Extract:
December 14, 2017

DeFazio Introduces Legislation to Strengthen Safety of Air Transportation of Lithium Batteries

DeFazio Introduces Legislation to Strengthen Safety of Air Transportation of Lithium Batteries

 

Washington, D.C.—Today, Ranking Member of the House Committee on Transportation and Infrastructure Peter DeFazio (D-OR) introduced H.R. 4643, the Safe Air Transport of Hazardous Materials Act of 2017, legislation that provides the Federal Aviation Administration (FAA) with authority to regulate hazardous materials transported onboard aircraft and eliminates barriers to the United States regaining its leadership role in regulating the safety of lithium cells and batteries onboard passenger and cargo aircraft.

Under current law, the FAA Administrator does not have the authority to regulate the transportation of hazardous materials. The DeFazio legislation repeals this prohibition, together with a statute enacted in 2012 by a Republican Congress that prohibits the United States from setting standards for air transportation of lithium batteries that exceed International Civil Aviation Organization (ICAO) standards unless there has been an accident. It also requires the FAA to serve as the lead U.S. representative on the Dangerous Goods Panel (DGP) of ICAO.

“With the Christmas travel season fast approaching and a growing number of laptops, mobile devices, and even toys with lithium batteries being carried on airplanes, we cannot afford to ignore the danger of lithium batteries. It is indefensible that Republicans in Congress have tied the FAA’s hands by preventing it from setting higher standards, unless there is another accident. And to make matters worse, the Secretary of Transportation recently demoted the FAA from serving as the lead U.S. representative on the ICAO Dangerous Good Panel and replaced it with PHMSA, an agency that is well-known for its dysfunction, ineffectiveness, and coziness with the industry it is charged with regulating. My legislation mandates that the FAA, the world’s foremost expert on aviation safety, remain the lead and continue to represent U.S. interests, and push to improve international safety standards. My bill also repeals a statute that ties the hands of American safety regulators by preventing them from properly regulating lithium batteries to protect the traveling public. We shouldn’t have to wait for another lithium-battery-fed fire on an airplane to kill more people for the Federal government to act to protect the flying public,” DeFazio said.

The FAA—not PHMSA—leads the world in aviation safety and in testing packages and containers used for transporting dangerous goods on aircraft and evaluating the control of fires. PHMSA, on the other hand, has repeatedly demonstrated its coziness with industry representatives that strongly oppose the regulation of lithium cells and batteries and other dangerous goods, and worked to combat FAA safety proposals at ICAO meetings and within the Department. PHMSA was removed as the lead U.S. representative on the ICAO DGP in 2010, and the FAA assumed that role. In October 2017, the Secretary of Transportation removed the FAA and reinstated PHMSA as the lead U.S. representative on the ICAO DGP.

Available data:
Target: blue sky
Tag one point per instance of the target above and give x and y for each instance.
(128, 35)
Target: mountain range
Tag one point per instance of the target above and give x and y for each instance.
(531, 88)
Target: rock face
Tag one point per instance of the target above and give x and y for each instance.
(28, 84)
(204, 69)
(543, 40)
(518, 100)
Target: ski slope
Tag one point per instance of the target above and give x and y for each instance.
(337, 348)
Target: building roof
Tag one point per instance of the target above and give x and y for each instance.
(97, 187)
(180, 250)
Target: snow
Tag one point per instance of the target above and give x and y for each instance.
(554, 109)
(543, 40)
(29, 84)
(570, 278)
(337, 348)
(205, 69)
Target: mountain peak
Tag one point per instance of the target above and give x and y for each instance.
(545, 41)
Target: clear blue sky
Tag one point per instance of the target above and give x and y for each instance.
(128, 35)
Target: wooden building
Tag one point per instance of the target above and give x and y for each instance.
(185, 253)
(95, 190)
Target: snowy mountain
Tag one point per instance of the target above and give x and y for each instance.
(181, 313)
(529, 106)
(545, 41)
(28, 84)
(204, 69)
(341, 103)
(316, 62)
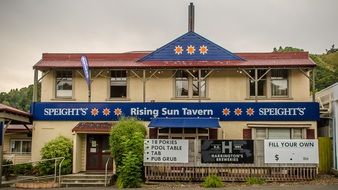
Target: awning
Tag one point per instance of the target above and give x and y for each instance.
(184, 123)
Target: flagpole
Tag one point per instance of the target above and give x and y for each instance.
(89, 86)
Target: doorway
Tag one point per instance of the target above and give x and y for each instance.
(98, 152)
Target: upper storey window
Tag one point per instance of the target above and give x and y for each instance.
(118, 84)
(272, 84)
(279, 82)
(187, 84)
(64, 84)
(182, 84)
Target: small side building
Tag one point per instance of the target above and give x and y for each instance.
(327, 126)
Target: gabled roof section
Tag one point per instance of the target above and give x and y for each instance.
(191, 47)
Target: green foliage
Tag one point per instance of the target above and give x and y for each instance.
(58, 147)
(212, 181)
(126, 142)
(255, 181)
(23, 169)
(286, 49)
(19, 98)
(326, 72)
(7, 170)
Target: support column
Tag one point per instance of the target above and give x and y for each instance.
(313, 85)
(2, 131)
(199, 85)
(144, 85)
(256, 85)
(35, 87)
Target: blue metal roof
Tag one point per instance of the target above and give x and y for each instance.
(191, 47)
(184, 123)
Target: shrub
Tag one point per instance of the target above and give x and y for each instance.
(126, 142)
(212, 181)
(255, 180)
(7, 170)
(23, 169)
(58, 147)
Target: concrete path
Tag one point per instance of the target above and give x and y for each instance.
(254, 187)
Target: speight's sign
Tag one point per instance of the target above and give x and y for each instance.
(225, 111)
(227, 151)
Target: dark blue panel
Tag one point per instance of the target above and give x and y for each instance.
(225, 111)
(1, 132)
(184, 123)
(205, 50)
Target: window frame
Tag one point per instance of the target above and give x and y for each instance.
(21, 146)
(191, 80)
(56, 84)
(268, 85)
(110, 85)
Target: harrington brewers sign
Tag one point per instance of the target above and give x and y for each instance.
(291, 151)
(165, 151)
(225, 111)
(227, 151)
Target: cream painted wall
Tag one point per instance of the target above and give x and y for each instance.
(44, 131)
(222, 86)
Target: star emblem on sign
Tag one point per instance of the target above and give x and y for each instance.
(94, 111)
(250, 111)
(106, 111)
(226, 111)
(203, 49)
(178, 50)
(117, 112)
(191, 49)
(238, 111)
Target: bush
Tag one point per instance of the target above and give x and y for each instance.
(58, 147)
(126, 142)
(23, 169)
(255, 180)
(212, 181)
(7, 170)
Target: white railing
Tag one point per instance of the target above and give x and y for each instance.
(61, 159)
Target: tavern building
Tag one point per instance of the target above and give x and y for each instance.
(190, 88)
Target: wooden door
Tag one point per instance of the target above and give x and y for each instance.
(98, 152)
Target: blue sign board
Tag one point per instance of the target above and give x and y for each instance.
(225, 111)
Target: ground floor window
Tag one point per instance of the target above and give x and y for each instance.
(21, 146)
(183, 133)
(279, 133)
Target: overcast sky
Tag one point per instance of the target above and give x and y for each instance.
(29, 28)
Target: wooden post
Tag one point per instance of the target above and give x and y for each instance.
(256, 85)
(199, 85)
(2, 131)
(144, 85)
(35, 87)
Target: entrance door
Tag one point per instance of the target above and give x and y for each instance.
(98, 152)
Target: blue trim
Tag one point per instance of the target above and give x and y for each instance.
(214, 53)
(184, 123)
(225, 111)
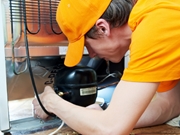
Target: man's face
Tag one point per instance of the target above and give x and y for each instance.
(112, 47)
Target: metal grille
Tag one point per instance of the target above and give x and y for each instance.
(35, 14)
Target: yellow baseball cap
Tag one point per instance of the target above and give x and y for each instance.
(75, 18)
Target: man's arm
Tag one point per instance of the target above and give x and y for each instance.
(129, 101)
(165, 106)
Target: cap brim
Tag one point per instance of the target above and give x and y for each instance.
(74, 53)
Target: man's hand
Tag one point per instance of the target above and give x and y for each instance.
(44, 98)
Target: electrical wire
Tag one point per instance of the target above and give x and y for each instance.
(54, 132)
(29, 66)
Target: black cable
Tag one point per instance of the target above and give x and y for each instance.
(29, 66)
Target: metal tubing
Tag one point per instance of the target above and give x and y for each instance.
(4, 111)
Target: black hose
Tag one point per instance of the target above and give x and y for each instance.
(29, 65)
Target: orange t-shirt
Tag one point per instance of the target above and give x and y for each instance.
(155, 45)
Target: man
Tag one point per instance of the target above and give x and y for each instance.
(151, 34)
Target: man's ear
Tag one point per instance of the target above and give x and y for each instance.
(103, 27)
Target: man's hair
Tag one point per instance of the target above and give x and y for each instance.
(116, 15)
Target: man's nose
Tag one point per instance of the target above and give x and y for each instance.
(92, 54)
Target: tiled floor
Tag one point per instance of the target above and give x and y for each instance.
(20, 109)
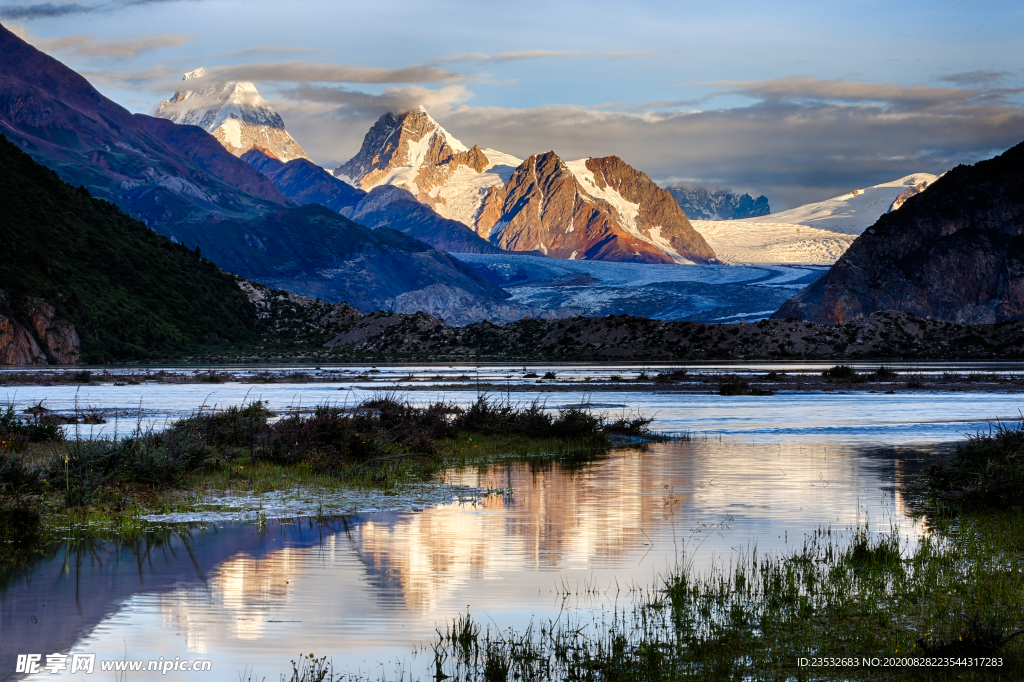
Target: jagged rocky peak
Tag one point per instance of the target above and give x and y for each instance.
(952, 252)
(413, 152)
(593, 209)
(705, 204)
(233, 113)
(398, 141)
(914, 185)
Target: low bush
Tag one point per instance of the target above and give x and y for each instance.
(15, 434)
(987, 471)
(237, 426)
(840, 373)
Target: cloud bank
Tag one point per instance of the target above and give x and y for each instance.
(800, 139)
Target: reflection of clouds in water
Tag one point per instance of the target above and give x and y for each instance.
(381, 584)
(606, 517)
(244, 591)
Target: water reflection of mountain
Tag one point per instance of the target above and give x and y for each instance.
(61, 598)
(607, 514)
(357, 582)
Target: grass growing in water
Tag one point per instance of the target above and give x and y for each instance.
(957, 594)
(383, 442)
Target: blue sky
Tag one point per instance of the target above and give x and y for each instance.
(797, 100)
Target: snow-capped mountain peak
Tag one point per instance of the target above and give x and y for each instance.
(235, 114)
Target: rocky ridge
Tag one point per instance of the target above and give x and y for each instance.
(233, 113)
(591, 208)
(880, 336)
(702, 204)
(45, 339)
(953, 251)
(151, 168)
(384, 206)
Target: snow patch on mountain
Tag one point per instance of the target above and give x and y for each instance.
(233, 113)
(813, 235)
(851, 213)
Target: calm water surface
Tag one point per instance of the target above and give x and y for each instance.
(369, 590)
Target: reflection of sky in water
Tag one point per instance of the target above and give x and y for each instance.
(764, 470)
(370, 593)
(855, 417)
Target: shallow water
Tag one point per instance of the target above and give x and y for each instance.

What to work on:
1) Decide whether each statement agrees with the press release: (a) DeFazio introduced H.R. 4643. (b) PHMSA was removed as the lead U.S. representative on the ICAO DGP in 2012. (c) Under current law, the FAA Administrator has authority to regulate the transportation of hazardous materials. Answer yes or no for each, quoting the deciding words.
2) Rewrite the part of the press release that opens with the words containing "December 14, 2017" and closes with "and cargo aircraft.", putting "Senior Member" in place of "Ranking Member".
Rely on the text by itself.

Answer set:
1)
(a) Yes: "Peter DeFazio (D-OR) introduced H.R. 4643"
(b) No: "PHMSA was removed as the lead U.S. representative on the ICAO DGP in 2010"
(c) No: "Under current law, the FAA Administrator does not have the authority to regulate the transportation of hazardous materials."

2)
December 14, 2017

DeFazio Introduces Legislation to Strengthen Safety of Air Transportation of Lithium Batteries

DeFazio Introduces Legislation to Strengthen Safety of Air Transportation of Lithium Batteries

 

Washington, D.C.—Today, Senior Member of the House Committee on Transportation and Infrastructure Peter DeFazio (D-OR) introduced H.R. 4643, the Safe Air Transport of Hazardous Materials Act of 2017, legislation that provides the Federal Aviation Administration (FAA) with authority to regulate hazardous materials transported onboard aircraft and eliminates barriers to the United States regaining its leadership role in regulating the safety of lithium cells and batteries onboard passenger and cargo aircraft.